== OBJECTIVE ==
Return the full material exactly.

[Items from a dataset]
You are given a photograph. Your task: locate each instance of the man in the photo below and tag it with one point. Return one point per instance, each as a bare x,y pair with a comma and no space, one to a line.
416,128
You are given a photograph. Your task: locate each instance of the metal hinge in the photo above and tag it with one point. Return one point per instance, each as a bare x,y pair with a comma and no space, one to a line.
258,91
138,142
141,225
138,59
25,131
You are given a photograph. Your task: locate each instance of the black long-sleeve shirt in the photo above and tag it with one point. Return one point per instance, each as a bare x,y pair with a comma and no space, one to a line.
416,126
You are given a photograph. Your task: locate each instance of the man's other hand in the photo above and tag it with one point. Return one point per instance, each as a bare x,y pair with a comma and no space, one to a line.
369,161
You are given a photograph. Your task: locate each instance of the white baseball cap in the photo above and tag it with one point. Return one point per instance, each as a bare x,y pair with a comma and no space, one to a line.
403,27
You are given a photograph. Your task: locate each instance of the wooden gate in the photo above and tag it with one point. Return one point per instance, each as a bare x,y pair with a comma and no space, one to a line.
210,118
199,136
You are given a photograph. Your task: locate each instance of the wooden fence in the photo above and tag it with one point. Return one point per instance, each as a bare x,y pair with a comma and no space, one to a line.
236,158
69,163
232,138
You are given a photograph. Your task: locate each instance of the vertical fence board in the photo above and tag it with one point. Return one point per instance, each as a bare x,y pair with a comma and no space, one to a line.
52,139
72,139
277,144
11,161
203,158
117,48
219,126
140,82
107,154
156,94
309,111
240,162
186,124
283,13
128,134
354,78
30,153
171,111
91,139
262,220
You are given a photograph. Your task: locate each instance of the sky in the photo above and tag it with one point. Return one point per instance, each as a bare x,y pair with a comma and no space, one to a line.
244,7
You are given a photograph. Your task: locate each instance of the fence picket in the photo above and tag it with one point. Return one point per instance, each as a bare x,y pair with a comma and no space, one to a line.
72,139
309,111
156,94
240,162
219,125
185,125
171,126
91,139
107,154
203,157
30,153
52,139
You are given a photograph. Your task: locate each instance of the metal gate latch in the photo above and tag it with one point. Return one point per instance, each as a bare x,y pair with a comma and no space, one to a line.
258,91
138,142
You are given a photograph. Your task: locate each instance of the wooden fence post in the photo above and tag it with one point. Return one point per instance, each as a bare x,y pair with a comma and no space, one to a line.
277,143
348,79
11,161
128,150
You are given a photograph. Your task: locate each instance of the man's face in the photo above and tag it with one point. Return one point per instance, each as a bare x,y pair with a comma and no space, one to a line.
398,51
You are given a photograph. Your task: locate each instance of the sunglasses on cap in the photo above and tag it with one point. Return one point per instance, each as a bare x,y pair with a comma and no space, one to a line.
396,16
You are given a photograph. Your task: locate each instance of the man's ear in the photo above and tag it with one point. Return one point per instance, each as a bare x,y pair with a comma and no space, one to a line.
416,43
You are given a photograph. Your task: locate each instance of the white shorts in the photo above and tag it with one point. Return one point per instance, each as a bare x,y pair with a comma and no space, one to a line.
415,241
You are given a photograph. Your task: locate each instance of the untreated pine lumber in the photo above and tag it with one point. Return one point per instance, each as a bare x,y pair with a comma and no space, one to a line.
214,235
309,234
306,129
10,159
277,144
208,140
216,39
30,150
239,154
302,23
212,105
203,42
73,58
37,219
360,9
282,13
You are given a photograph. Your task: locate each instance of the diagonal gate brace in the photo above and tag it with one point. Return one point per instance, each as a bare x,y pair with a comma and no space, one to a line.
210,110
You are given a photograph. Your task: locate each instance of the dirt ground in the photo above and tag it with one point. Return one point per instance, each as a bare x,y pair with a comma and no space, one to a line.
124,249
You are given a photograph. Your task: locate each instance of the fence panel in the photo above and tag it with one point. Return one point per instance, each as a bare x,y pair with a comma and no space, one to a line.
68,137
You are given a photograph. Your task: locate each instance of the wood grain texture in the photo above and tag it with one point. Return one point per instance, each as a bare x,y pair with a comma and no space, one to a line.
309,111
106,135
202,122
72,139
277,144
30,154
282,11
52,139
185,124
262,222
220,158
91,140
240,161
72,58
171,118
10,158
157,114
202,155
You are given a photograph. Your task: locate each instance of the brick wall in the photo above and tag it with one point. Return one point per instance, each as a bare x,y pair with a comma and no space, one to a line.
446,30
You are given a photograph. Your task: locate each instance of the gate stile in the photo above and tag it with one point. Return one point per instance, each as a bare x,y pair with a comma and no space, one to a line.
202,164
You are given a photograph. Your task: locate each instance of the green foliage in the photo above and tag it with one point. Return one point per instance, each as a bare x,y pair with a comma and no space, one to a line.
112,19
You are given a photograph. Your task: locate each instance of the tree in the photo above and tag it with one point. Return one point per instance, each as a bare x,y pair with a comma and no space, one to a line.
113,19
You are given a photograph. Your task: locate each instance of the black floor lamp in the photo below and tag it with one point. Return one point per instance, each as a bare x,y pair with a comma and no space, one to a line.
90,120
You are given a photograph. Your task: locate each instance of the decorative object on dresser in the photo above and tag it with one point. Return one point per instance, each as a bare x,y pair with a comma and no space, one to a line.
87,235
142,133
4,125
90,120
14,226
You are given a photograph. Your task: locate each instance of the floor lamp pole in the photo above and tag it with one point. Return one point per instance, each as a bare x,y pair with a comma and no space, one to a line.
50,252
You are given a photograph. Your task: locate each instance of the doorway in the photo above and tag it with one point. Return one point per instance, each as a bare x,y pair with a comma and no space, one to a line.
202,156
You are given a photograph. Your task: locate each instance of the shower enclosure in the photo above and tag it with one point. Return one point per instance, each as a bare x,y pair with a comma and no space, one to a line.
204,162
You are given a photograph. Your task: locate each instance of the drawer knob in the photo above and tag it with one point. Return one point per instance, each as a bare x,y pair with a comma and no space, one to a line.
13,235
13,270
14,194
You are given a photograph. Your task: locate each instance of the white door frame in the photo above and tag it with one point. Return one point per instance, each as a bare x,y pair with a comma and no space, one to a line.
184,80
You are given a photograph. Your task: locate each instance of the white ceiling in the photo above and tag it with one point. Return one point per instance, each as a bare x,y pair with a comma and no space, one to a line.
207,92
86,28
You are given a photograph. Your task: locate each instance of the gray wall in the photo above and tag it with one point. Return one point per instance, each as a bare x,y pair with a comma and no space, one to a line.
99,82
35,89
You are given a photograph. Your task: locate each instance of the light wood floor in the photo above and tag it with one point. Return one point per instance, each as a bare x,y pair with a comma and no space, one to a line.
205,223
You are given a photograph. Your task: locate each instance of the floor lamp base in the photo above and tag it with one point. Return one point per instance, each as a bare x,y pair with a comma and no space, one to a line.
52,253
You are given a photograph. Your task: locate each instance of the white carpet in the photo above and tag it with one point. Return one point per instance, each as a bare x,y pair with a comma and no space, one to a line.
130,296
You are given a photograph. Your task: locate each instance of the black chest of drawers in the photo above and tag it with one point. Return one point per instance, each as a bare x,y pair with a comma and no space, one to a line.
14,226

== RESPONSE TO THE TASK ==
You are given a photograph. Your task: locate each instance of the man in the photo below and tag it with one point. Return one point per instance, each as a bare x,y pair with a comma and no space, one to a line.
416,128
You are given a photograph. Your task: locate each instance of the metal hinge in the photo above and tag it with one point. Return one point per instance, each as a bare x,y pair with a comma and no space, one to a line.
258,91
138,142
141,225
138,59
25,131
You are given a photograph. Your task: locate each instance of the black long-sleeve shirt in the photo above and tag it with one point. Return one point per instance, each as a bare x,y pair with a comma and no space, one to a line.
416,126
You are given a photograph. Your task: locate each instance of the man's other hand in the photo above and tag it with one point. Return one point per instance, each as a bare x,y pair with a comma and no space, one to a line.
369,161
You are given a photograph. Your task: locate each instance of the white baseball cap in the photo above and tag it with one point. Return one point per instance, each as a bare x,y pair with a comma and no space, one to a line.
403,27
You are given a photograph. Your task: locate each instance of the wooden gate in the photo above and tag it with one point. Return one point per instance, each as a bare x,y pair with a comma and no space, one to a line.
210,118
199,136
You are given a photograph. Your task: locate each instance of the wooden fence in the photo above and tag it with one point. Return one point per instance, each as a bare x,y pair with a comma and no space, one to a line.
236,158
69,163
232,138
You are given a photograph. Your task: locate each instance of the vertical fence board in the photo above and tag it with one point. Return one point per instance, each as a bare x,y pair with a comma and no space, one to a line.
52,139
72,139
277,144
11,161
203,158
117,48
219,126
140,82
107,154
156,94
309,111
240,162
186,124
283,13
128,134
354,78
30,153
171,111
91,139
262,220
You are given a photograph. Your task: locate each instance of the sky in the photo above and tag it with one point. Return one point per instance, each as a bare x,y pair with a comma and no space, one to a line.
244,7
You are given a photograph. Your task: locate each instance of the fence picket in the photo above and tag it with one point. Return one point per instance, each as a bare x,y pair with a comma and no space, one to a line.
72,139
309,111
156,94
240,162
219,125
185,125
171,126
91,139
107,154
203,157
30,153
52,139
You are given a photograph. Your task: locate each instance of the metal gate latch in the photo above and tag it with one point. Return one point per instance, each as a bare x,y pair with a comma and no space, one to a line.
258,91
138,142
You are given a photograph. Your task: locate each instance of the wooden fence post in the photo above and tag it with one point. Return one point per instance, each as a bare x,y pair with a comma and no space, one to a line.
277,143
348,79
11,161
128,150
You are given a photograph. Your task: locate each instance of the man's face in the photo above and tag it with one point. Return one point per instance, each as a bare x,y pair with a comma and no space, one to a line.
398,51
You are given a photograph. Your task: locate each instance of the sunglasses on cap in the photo above and tag it with one point. Return one point per instance, each as a bare x,y pair with a comma and no space, one to a line.
396,16
You are given a photograph. Your task: locate each instance of the man's ear in the photo above and tag it with one point. Return one point per instance, each as a bare x,y pair with a comma and no space, one to a line.
416,43
You are given a photograph. Your task: locate each instance of the white shorts in the photo above and tag it with one point. Return one point per instance, each as a bare x,y pair with a comma and no space, one to a line.
415,241
You are given a photograph. Your task: locate each instance of the untreated pine lumber in the photo above and tag it with one point. Return one point per instance, each as a bare x,y pair with a comma and no space, one to a line.
214,235
309,234
306,129
10,159
277,144
208,140
216,39
30,150
239,154
302,23
212,105
203,42
73,58
37,219
360,9
282,13
You are given a photograph. Your task: locate each instance of the diagonal gate brace in the photo above and tag it with one point. Return one point per instance, each as a bare x,y pair with a comma and no space, one to a line.
210,110
You are given a photograph. Your task: locate each instance of the dirt ground in the photo above and tag it with one point. Return one point per instance, each as a bare x,y pair with a comma and no space, one to a line.
124,249
You are given a photograph. Your task: locate each instance of the fence panel in the photo above and tag it with one point. Return one point per instance, each as a bare x,y pair with a comma and no space, one to a line.
68,137
You are given a photograph. Your task: locate each instance of the wood grain texture in the photo above and tag it with one point. Return one point per instance, each as a bare x,y pair with a comma and no space, one to a line.
309,111
106,135
202,122
72,139
277,144
30,154
282,11
52,139
185,124
262,222
220,158
91,140
240,161
72,58
171,118
10,158
157,114
202,155
You are given a photograph. Your task: locate each instance of the brick wall in the photo above and tag it with one point. Return one point per instance, each as a bare x,y pair with a comma and no space, one to a line.
446,30
You are given a photograph. Your task: locate each instance of the gate stile in the photo above and tag it with one point. Return one point per instance, each as a bare x,y pair with a comma and no space, one to a line.
202,164
You are given a photograph. Your task: locate each instance of the green foliage in the photo above and tag it with one point. Return one point per instance, each as a bare x,y pair with a comma and no space, one to a line.
112,19
You are given a photograph. Your task: locate each instance of the tree in the photo above and tag it with one point. Return one point per instance, each as a bare x,y pair with a comma and no space, one to a line.
113,19
You are given a photograph. Your task: locate each instance of the black floor lamp in the photo below and tag it with one point. Return one point per instance, each as a bare x,y pair with a comma and no space, one to a line.
90,120
You are given a photograph. Your task: locate each instance of the decorative object on dresser in the photo above and tag it with one point. Return one point per instance, each as a bare x,y pair with a comma and no space, one to a line.
87,235
142,133
4,125
90,120
14,226
You are given a photograph. Your task: locate each instance of the floor lamp pole in the photo above and tag it with one point. Return one point per instance, each as a bare x,y pair with a comma and no space, one to a line.
50,252
You are given a photograph. Your task: locate each instance of the doorway in the photo above and tag it with one point. Return one point per instance, each as a bare x,y pair with a comma and no space, one to a line.
202,156
You are given a photograph. Your task: locate each instance of the shower enclosure in the photo above and tag it with one point. Return one point per instance, each as a bare x,y pair with a comma and no space, one to a line.
204,162
You are given a photograph. Your task: locate each instance of the drawer knob in the photo above and tag it with one point. Return one point per instance, each as a bare x,y pair with a comma and no space, one to a line.
13,235
13,270
14,194
You are given a photograph. Your task: locate each instance of the white door frame in the photo above and tag it with one point. Return one point per instance, each as a bare x,y pair with a comma and no space, one to a line.
184,80
You are given a photograph. Your task: locate each instance of the white ceiling in the photo above and tag it with one point. Return one point per instance, each as a bare x,y pair with a comma and no space, one to a line.
207,92
86,28
You are given a photograph. Your task: locate each instance of the gray wall in the photo above and tag it with one point. Return one point per instance, each as a bare x,y pair with a comma and no space, one to a line.
99,82
35,89
You are given a photograph. Your task: locate each instance of the light wood floor in the photo above and tag it with one point. Return one point per instance, each as a bare x,y pair with a comma and no space, one to a line.
205,223
You are given a photograph. Your task: locate each instance of the floor lamp base in the photo above and tag it with one point. Return one point per instance, each as a bare x,y pair with a comma and no space, one to a line.
52,253
You are given a photograph. Your task: locate each instance of the white carpet in the photo above and tag it with one point. Return one point per instance, each as a bare x,y pair with a comma and no space, one to a line.
130,296
You are given a photograph. Your task: locate each instance of the black chest of drawers in the photo above and tag it with one point. Return one point per instance, each as a bare x,y pair with a comma and no space, one to a line.
14,226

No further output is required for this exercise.